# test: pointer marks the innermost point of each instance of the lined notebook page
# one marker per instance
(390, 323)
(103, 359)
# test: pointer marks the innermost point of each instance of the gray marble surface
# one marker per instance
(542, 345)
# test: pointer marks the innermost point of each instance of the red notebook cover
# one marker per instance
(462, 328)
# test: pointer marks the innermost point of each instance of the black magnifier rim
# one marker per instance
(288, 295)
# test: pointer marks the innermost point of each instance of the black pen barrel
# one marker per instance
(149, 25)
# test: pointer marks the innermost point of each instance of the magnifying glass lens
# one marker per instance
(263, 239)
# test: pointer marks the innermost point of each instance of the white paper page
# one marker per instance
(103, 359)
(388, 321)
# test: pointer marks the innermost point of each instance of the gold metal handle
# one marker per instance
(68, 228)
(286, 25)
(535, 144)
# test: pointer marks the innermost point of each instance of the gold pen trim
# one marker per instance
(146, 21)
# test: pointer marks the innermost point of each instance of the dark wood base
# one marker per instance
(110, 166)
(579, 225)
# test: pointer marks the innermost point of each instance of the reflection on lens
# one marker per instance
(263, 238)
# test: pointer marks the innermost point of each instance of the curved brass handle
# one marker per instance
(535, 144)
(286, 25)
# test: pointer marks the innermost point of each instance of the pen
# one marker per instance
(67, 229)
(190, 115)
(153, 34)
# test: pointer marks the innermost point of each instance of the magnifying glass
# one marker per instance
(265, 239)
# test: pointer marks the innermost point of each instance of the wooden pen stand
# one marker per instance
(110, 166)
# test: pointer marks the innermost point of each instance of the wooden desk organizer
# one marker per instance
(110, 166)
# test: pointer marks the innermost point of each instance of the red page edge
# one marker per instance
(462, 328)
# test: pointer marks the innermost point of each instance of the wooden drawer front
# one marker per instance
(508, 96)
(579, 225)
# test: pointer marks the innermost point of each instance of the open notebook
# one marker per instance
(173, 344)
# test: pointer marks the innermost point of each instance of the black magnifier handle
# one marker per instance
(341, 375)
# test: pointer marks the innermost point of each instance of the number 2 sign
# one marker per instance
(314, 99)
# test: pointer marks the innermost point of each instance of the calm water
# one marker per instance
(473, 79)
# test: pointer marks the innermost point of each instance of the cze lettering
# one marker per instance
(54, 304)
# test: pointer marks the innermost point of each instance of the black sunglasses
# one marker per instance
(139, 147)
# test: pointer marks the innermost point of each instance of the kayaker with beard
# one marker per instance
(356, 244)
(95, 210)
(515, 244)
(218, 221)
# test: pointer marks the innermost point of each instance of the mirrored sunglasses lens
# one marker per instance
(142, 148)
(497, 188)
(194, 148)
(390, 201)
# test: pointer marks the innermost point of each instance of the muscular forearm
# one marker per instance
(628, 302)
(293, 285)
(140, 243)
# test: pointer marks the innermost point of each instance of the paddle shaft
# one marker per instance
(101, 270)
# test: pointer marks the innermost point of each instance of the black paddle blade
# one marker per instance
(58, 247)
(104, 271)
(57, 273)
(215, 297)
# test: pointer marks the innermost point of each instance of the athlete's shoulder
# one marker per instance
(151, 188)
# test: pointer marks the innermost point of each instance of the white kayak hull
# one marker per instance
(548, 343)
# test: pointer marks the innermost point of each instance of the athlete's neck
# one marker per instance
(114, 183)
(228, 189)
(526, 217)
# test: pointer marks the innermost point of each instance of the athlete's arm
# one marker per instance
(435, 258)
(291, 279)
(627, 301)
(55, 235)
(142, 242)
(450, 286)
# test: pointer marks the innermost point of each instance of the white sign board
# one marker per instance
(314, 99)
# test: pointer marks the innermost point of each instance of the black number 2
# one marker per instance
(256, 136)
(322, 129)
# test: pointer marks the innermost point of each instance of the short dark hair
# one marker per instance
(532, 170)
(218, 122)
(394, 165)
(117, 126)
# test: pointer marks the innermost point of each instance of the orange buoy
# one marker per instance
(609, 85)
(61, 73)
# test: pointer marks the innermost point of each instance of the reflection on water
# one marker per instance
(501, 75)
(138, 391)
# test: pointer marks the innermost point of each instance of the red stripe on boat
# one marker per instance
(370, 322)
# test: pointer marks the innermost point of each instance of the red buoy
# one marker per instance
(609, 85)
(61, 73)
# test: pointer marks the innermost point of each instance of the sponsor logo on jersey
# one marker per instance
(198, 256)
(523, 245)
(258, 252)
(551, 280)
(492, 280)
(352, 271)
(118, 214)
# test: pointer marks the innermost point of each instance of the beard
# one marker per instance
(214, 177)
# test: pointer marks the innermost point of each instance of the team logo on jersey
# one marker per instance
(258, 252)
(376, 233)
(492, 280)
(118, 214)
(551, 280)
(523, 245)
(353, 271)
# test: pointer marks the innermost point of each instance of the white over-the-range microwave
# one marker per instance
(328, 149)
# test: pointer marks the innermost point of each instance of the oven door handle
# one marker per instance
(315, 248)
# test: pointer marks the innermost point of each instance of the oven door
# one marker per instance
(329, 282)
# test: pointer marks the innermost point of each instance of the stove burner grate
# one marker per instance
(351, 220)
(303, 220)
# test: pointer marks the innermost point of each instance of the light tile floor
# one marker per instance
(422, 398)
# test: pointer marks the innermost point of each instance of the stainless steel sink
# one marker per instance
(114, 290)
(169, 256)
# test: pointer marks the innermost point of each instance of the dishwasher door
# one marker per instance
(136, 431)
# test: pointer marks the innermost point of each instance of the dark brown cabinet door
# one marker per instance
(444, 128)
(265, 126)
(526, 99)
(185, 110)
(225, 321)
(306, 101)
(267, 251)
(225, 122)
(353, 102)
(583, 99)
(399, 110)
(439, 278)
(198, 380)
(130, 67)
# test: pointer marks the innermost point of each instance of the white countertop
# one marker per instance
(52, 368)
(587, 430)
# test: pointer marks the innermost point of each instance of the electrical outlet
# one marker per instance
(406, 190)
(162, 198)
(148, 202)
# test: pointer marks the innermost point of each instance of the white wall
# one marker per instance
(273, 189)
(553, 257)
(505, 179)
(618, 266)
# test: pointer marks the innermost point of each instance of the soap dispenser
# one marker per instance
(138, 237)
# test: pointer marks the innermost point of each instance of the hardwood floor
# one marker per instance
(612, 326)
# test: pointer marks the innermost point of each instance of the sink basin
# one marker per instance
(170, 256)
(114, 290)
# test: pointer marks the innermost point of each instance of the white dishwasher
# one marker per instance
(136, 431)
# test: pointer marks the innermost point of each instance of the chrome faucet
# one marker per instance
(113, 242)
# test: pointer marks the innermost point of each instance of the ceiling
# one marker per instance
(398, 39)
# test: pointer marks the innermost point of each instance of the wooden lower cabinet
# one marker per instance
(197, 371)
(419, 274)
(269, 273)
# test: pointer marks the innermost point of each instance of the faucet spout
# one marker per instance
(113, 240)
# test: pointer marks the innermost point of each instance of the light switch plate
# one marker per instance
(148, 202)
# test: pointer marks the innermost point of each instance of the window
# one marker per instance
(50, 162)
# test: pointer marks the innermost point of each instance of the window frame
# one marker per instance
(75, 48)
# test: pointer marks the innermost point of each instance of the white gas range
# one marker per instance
━━━
* _Directive_
Return, word for word, every line from the line with "the dishwasher door" to the final line of the data.

* _Reply_
# test: pointer marks the innermost point of each instance of the dishwasher door
# one marker per instance
(136, 431)
# test: pointer marks the innermost point of each instance of the dark brown cabinet door
# one marker per instance
(444, 128)
(265, 126)
(526, 99)
(185, 110)
(225, 321)
(306, 101)
(267, 251)
(225, 122)
(353, 102)
(583, 99)
(399, 110)
(439, 278)
(198, 380)
(130, 67)
# test: pointer marks the innermost point of each instance of the white countertop
# one marker per instance
(52, 368)
(587, 430)
# test: pointer marks the innermost point of each instance of the electrical outlet
# one marker per instance
(406, 190)
(162, 198)
(148, 202)
# test: pointer marks the innermost point of each instance of the white wall
# one marker per instance
(273, 189)
(553, 257)
(505, 179)
(618, 266)
# test: pointer marks the innermost point of each instance of the soap dispenser
# one marker per instance
(138, 237)
# test: pointer marks the innermost point of each instance of the hardwood floor
# one marker per instance
(612, 326)
# test: pointer marks the innermost point of each instance of the sink basin
# one marker per instance
(170, 256)
(114, 290)
# test: pointer marks the innermost point of each instance of the white dishwasher
# one marker per instance
(136, 431)
# test: pointer marks the innermost point of each instance of the chrome faucet
# one marker per instance
(113, 242)
# test: pointer marks the innermost point of each instance of the ceiling
# one marker per instance
(398, 39)
# test: pointer marks the innermost point of each instance of the wooden lower cabinet
# one marker per instance
(197, 371)
(419, 274)
(269, 273)
# test: pointer marks the innermost point of each instance of the faucet spout
# one marker per instance
(113, 240)
# test: pointer marks the innermost point of each instance of the light switch plate
# one marker per instance
(148, 202)
# test: pointer marks the innermost point of each instance of the window
# one marker per instance
(50, 162)
# test: pointer marks the innermost point of each instance of the window frame
# one marker per instance
(75, 48)
# test: pointer marks the innermost point of each instance of the white gas range
# one marker per instance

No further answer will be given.